* _Selected excerpt_:

Ensuring Business Continuity with the AWS DR Strategies – Part 1: Backup and Restore

by Phil Sautter

Executive Summary

Today we are diving deep into AWS’s disaster recovery (DR) strategies, specifically focusing on the “Backup and Restore” approach. It’s not just about saving your data, but also ensuring your entire cloud environment can rebound quickly after a disaster.

Understanding AWS Disaster Recovery Strategies

When it comes to DR in AWS, we have a variety of strategies at our disposal. They range from simple, low-cost backups to sophisticated multi-region strategies, each designed for different needs and levels of risk. Today, we’re discussing the Backup and Restore strategy, which is a practical approach for preventing data loss or corruption. It can be further optimized to counter regional disasters by replicating data across different AWS regions.

When to Use Backup and Restore Strategy

Before we dig into how the Backup and Restore strategy works, it’s important to understand when this strategy is most suitable. The Backup and Restore strategy is ideal for applications with higher RTO (Recovery Time Objective) and RPO (Recovery Point Objective) requirements, which can tolerate a certain degree of data loss or downtime.

* _What you have to do_: In the AWS backup and restore article, how can the Backup and Restore strategy be optimized to counter regional disasters? The rows aren't needed for this work.

* _Raw records_:

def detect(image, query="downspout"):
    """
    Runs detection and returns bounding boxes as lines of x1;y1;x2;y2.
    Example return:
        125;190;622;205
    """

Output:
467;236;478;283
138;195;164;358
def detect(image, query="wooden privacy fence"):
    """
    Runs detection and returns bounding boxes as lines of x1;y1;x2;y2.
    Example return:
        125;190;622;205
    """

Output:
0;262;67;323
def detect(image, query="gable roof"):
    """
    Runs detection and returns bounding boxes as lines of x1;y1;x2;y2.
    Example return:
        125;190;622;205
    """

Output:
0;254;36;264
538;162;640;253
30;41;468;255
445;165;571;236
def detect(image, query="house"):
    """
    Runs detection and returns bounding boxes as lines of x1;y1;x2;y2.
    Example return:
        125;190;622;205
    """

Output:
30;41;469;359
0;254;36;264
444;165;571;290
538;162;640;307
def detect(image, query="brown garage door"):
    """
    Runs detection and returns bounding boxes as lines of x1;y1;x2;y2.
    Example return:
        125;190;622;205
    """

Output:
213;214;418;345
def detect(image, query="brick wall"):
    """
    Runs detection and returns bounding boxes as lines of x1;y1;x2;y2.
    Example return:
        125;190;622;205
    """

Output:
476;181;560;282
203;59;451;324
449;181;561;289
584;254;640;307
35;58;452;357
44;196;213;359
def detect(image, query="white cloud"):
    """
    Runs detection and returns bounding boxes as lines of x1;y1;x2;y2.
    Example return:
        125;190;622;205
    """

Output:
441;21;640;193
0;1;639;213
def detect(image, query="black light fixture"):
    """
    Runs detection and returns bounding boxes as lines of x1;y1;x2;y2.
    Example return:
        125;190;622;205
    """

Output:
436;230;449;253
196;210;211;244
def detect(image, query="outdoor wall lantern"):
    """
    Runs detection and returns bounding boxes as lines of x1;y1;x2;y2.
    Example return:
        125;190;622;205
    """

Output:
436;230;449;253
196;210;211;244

* _Expected output_: By replicating data across different AWS regions.